## Tasks for this exercise
A. Decide whether each statement agrees with the policy on service and assistance animals, answering yes or no and quoting the deciding words: (i) Assistance animals count as service animals. (ii) Employees requesting a service animal should contact the President's Office. (iii) Students who want an animal in campus housing are encouraged to notify the Accessibility Services Office at least thirty days before moving in.
B. According to the policy on service and assistance animals, in which building is the Accessibility Services Office located?

Policy on Service and Assistance Animals
Service animal – Any dog that is individually trained to do work or perform tasks for the benefit of an individual with a disability, including a physical, sensory, psychiatric, intellectual, or other mental disability. The work or tasks performed by a service animal must be directly related to the individual’s disability.
Assistance animal – A broad range of animals used in a place of residence to alleviate one or more identified symptoms or effects of a person’s disability. Assistance animals are not considered service animals.
Partner/Handler/Owner – A person with a service animal or assistance animal.
Service animals are generally permitted in all NCMC facilities, programs, and activities. In residence halls, assistance animals are also permitted if they meet the condition for a reasonable accommodation.
A service or assistance animal may be prohibited if:
- The animal’s behavior or presence poses a direct threat to the health or safety of others.
- The animal is out of control and the animal’s owner does not take effective action to control it.
- The animal’s presence fundamentally alters the nature of a program or activity. If it is determined that an animal’s presence must be prohibited, reasonable accommodations will be provided to assure equal access to the student.
Students requesting the use of a service or assistance animal should contact the Accessibility Services Office in the Alexander Student Center, or by calling (660) 359-3948, ext. 1405. Employees should contact the President’s Office at ext. 1200. With respect to a request for a service or assistance animal, NCMC will determine, on a case-by-case basis and in accordance with applicable laws and regulations, whether such animal is a reasonable accommodation on campus.
The Accessibility Services Office may require documentation to determine:
- that that the student has a disability for which the animal is needed
- how the animal assists the student
- the nexus between the student’s disability and the assistance that the animal provides
If a student is requesting that a service animal or assistance animal live in campus housing, the student is encouraged to notify the Accessibility Services Office at least thirty (30) days prior to the desired move-in date so that NCMC can best accommodate the student and the animal. If all other criteria are met, as set forth by the Accessibility Services Office, a meeting will be arranged between the student and the Director of Residence Life to discuss how to best accommodate the student, the animal, and the campus community.

## Information given

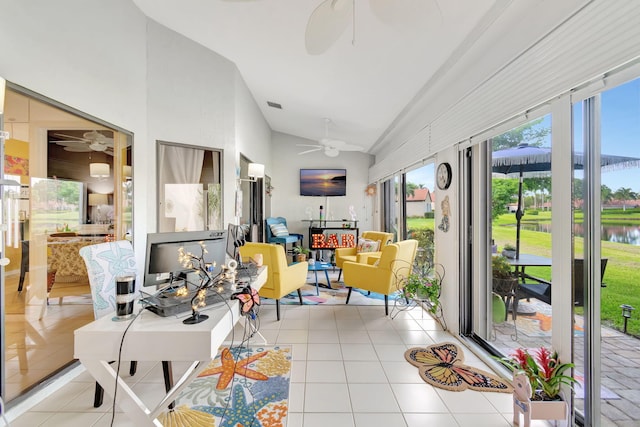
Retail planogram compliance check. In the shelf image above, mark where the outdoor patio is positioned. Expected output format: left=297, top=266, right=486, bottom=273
left=491, top=299, right=640, bottom=427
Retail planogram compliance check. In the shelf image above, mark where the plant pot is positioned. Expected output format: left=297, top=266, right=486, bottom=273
left=502, top=249, right=516, bottom=259
left=513, top=374, right=569, bottom=426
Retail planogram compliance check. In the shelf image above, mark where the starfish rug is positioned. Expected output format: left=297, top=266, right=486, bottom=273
left=158, top=346, right=291, bottom=427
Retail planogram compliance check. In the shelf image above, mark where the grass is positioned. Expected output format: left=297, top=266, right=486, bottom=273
left=493, top=210, right=640, bottom=336
left=407, top=209, right=640, bottom=337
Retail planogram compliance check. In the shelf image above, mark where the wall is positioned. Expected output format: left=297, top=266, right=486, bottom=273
left=271, top=132, right=377, bottom=245
left=0, top=0, right=148, bottom=263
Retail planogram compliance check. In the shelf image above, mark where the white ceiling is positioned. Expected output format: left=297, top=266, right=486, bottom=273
left=133, top=0, right=584, bottom=154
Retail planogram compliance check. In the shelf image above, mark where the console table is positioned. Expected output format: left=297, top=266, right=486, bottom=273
left=74, top=267, right=267, bottom=426
left=302, top=219, right=359, bottom=250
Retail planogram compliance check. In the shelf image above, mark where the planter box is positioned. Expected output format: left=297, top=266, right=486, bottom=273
left=513, top=374, right=569, bottom=427
left=502, top=249, right=516, bottom=259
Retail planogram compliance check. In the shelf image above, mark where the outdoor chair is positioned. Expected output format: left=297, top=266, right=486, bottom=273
left=514, top=258, right=608, bottom=310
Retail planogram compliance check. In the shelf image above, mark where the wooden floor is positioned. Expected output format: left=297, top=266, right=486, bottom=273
left=3, top=273, right=93, bottom=401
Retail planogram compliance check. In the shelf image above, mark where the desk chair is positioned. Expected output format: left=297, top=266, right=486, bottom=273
left=264, top=216, right=302, bottom=252
left=79, top=240, right=173, bottom=408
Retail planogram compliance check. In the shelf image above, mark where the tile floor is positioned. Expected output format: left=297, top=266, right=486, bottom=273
left=8, top=305, right=548, bottom=427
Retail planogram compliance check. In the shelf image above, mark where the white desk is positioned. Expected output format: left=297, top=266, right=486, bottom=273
left=74, top=267, right=267, bottom=426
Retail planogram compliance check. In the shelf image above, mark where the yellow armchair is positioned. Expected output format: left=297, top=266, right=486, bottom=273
left=342, top=239, right=418, bottom=315
left=240, top=243, right=309, bottom=320
left=336, top=231, right=393, bottom=280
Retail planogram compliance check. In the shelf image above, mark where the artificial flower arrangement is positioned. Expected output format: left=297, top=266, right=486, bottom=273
left=498, top=347, right=577, bottom=401
left=177, top=242, right=236, bottom=324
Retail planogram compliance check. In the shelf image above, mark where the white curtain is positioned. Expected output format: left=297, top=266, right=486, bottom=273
left=158, top=144, right=204, bottom=232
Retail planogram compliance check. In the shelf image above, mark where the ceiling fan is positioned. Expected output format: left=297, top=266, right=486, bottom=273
left=49, top=129, right=113, bottom=156
left=223, top=0, right=442, bottom=55
left=296, top=119, right=363, bottom=157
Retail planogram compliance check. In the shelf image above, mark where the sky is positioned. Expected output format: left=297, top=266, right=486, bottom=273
left=407, top=79, right=640, bottom=193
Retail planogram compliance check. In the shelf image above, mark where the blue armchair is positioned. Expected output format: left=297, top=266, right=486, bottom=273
left=265, top=216, right=302, bottom=252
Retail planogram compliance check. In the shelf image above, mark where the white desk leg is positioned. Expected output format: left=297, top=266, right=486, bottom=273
left=151, top=360, right=211, bottom=418
left=80, top=360, right=162, bottom=427
left=242, top=319, right=267, bottom=345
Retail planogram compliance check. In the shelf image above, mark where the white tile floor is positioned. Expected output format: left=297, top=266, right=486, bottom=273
left=8, top=305, right=548, bottom=427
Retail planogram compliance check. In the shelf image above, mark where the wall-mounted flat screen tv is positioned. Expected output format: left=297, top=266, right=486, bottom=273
left=300, top=169, right=347, bottom=196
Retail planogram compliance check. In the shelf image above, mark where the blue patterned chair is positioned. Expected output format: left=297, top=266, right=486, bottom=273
left=264, top=216, right=302, bottom=252
left=79, top=240, right=173, bottom=408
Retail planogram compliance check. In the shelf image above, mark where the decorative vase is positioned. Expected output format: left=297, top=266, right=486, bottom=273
left=513, top=374, right=569, bottom=427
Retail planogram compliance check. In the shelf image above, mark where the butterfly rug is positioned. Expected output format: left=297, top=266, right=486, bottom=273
left=158, top=345, right=291, bottom=427
left=404, top=343, right=513, bottom=393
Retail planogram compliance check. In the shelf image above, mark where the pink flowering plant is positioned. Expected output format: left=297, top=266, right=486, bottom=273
left=498, top=347, right=577, bottom=400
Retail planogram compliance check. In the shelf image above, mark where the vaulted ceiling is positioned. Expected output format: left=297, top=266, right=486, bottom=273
left=133, top=0, right=588, bottom=153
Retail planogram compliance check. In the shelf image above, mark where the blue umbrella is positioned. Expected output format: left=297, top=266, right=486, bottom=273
left=491, top=142, right=640, bottom=258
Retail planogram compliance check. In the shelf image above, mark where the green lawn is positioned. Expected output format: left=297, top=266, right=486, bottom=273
left=493, top=209, right=640, bottom=336
left=407, top=209, right=640, bottom=336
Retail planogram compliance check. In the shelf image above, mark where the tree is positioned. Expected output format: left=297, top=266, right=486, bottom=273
left=613, top=187, right=638, bottom=211
left=491, top=118, right=551, bottom=151
left=600, top=184, right=613, bottom=204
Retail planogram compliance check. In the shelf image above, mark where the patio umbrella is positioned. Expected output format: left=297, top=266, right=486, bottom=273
left=491, top=143, right=640, bottom=258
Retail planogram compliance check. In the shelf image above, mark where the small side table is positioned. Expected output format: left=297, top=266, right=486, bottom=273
left=309, top=261, right=333, bottom=295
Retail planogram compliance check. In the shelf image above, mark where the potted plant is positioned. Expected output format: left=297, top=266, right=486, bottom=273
left=502, top=243, right=516, bottom=259
left=498, top=347, right=577, bottom=425
left=491, top=255, right=518, bottom=297
left=292, top=246, right=310, bottom=262
left=403, top=273, right=441, bottom=313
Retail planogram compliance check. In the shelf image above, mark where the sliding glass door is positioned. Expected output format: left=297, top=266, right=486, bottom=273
left=573, top=79, right=640, bottom=426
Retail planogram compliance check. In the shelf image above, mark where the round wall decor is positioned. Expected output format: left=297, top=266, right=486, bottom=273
left=436, top=162, right=451, bottom=190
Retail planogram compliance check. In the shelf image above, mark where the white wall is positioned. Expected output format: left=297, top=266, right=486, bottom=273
left=0, top=0, right=272, bottom=265
left=0, top=0, right=152, bottom=262
left=271, top=132, right=375, bottom=246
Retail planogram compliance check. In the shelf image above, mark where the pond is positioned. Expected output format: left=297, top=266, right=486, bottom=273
left=520, top=222, right=640, bottom=246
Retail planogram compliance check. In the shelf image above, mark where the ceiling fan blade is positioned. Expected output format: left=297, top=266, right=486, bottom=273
left=305, top=0, right=353, bottom=55
left=49, top=141, right=86, bottom=147
left=63, top=145, right=93, bottom=153
left=54, top=133, right=89, bottom=142
left=298, top=147, right=322, bottom=155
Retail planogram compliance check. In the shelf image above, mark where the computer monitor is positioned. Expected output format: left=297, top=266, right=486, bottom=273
left=144, top=230, right=227, bottom=286
left=227, top=224, right=245, bottom=264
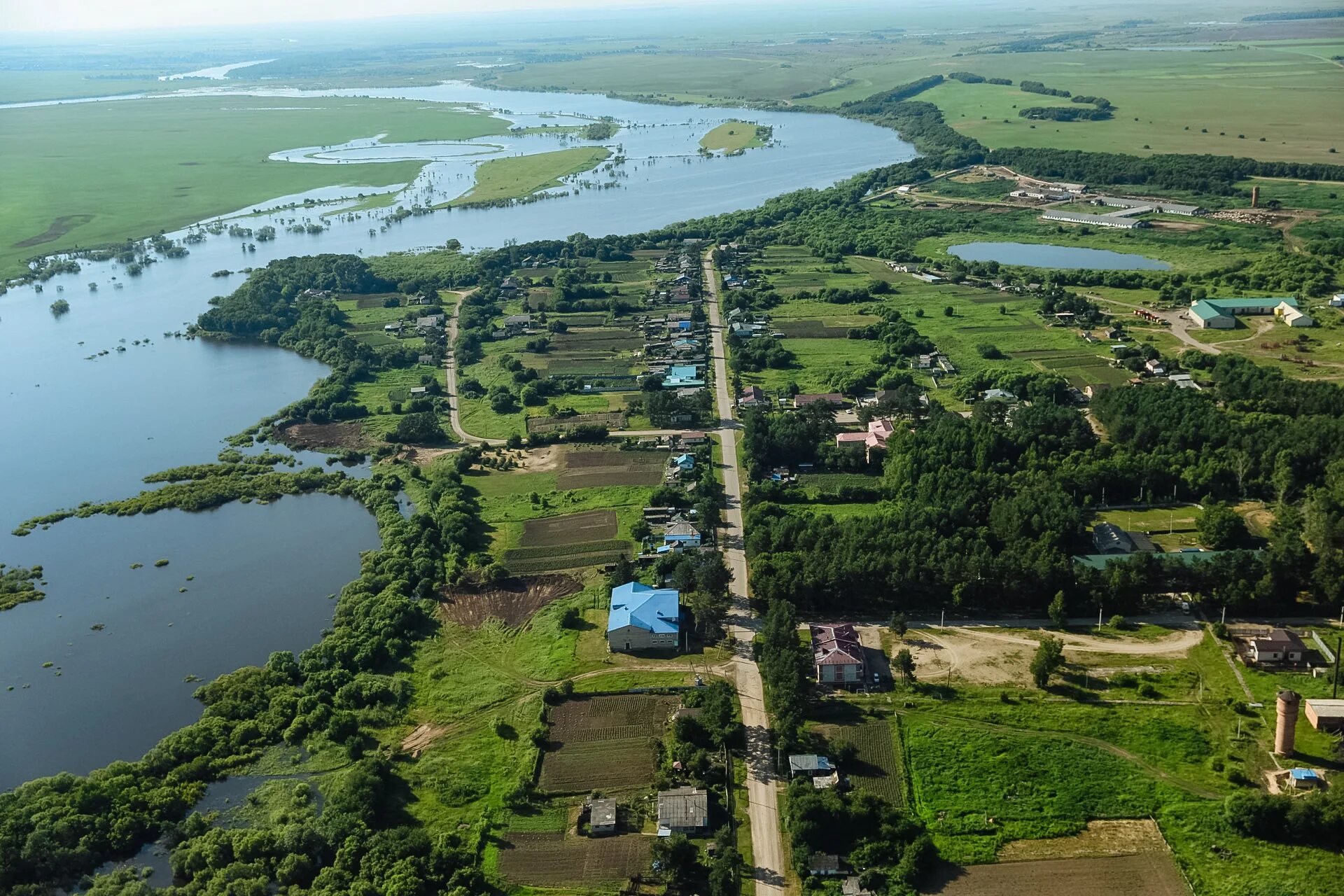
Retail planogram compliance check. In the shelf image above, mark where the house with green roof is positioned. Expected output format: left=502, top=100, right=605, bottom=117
left=1189, top=295, right=1315, bottom=329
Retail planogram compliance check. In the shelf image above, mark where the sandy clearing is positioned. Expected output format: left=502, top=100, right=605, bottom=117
left=957, top=627, right=1204, bottom=657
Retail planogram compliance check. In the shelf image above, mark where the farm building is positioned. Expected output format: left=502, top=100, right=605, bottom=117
left=738, top=386, right=770, bottom=407
left=808, top=853, right=840, bottom=877
left=1303, top=700, right=1344, bottom=732
left=1091, top=196, right=1205, bottom=215
left=606, top=582, right=681, bottom=653
left=793, top=392, right=846, bottom=407
left=1249, top=629, right=1306, bottom=662
left=663, top=522, right=700, bottom=548
left=812, top=622, right=865, bottom=685
left=1287, top=769, right=1325, bottom=790
left=1093, top=523, right=1157, bottom=555
left=659, top=788, right=710, bottom=837
left=589, top=799, right=615, bottom=837
left=1189, top=297, right=1315, bottom=329
left=663, top=364, right=704, bottom=388
left=789, top=752, right=834, bottom=778
left=1040, top=208, right=1152, bottom=230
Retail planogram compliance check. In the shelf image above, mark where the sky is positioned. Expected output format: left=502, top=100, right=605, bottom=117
left=0, top=0, right=725, bottom=32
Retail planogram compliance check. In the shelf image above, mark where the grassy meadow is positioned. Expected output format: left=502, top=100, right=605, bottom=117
left=447, top=146, right=612, bottom=206
left=0, top=97, right=508, bottom=275
left=700, top=120, right=764, bottom=153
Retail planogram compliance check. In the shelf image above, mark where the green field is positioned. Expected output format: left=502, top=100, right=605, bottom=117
left=0, top=97, right=508, bottom=275
left=700, top=120, right=764, bottom=155
left=449, top=146, right=612, bottom=206
left=806, top=41, right=1344, bottom=161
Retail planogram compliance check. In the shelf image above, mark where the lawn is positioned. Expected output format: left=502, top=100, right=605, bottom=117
left=447, top=146, right=612, bottom=206
left=700, top=120, right=764, bottom=156
left=0, top=97, right=508, bottom=275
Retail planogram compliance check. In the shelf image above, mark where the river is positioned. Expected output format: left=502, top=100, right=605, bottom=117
left=0, top=83, right=914, bottom=788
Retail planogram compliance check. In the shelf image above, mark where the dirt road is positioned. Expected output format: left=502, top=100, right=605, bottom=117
left=704, top=251, right=785, bottom=896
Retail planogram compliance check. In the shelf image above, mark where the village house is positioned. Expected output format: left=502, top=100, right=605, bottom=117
left=1247, top=629, right=1306, bottom=664
left=606, top=582, right=681, bottom=653
left=738, top=386, right=770, bottom=407
left=663, top=520, right=700, bottom=550
left=789, top=754, right=834, bottom=778
left=793, top=392, right=847, bottom=407
left=659, top=788, right=710, bottom=837
left=589, top=799, right=615, bottom=837
left=811, top=622, right=865, bottom=687
left=836, top=418, right=897, bottom=461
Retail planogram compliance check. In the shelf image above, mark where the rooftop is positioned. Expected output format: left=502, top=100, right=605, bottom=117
left=606, top=582, right=681, bottom=634
left=659, top=788, right=710, bottom=827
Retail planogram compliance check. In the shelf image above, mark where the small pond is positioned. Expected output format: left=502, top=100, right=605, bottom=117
left=948, top=243, right=1170, bottom=270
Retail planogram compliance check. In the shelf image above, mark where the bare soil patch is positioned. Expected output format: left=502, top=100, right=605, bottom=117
left=999, top=818, right=1167, bottom=862
left=527, top=411, right=625, bottom=433
left=920, top=852, right=1189, bottom=896
left=522, top=510, right=615, bottom=548
left=556, top=449, right=666, bottom=489
left=539, top=694, right=680, bottom=792
left=440, top=575, right=583, bottom=629
left=402, top=722, right=447, bottom=757
left=13, top=215, right=92, bottom=248
left=277, top=423, right=374, bottom=451
left=498, top=832, right=650, bottom=889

## Solutions to the tasks
A.
(i) No: "Assistance animals are not considered service animals."
(ii) Yes: "Employees should contact the President’s Office at ext. 1200."
(iii) Yes: "the student is encouraged to notify the Accessibility Services Office at least thirty (30) days prior to the desired move-in date"

B. The Alexander Student Center.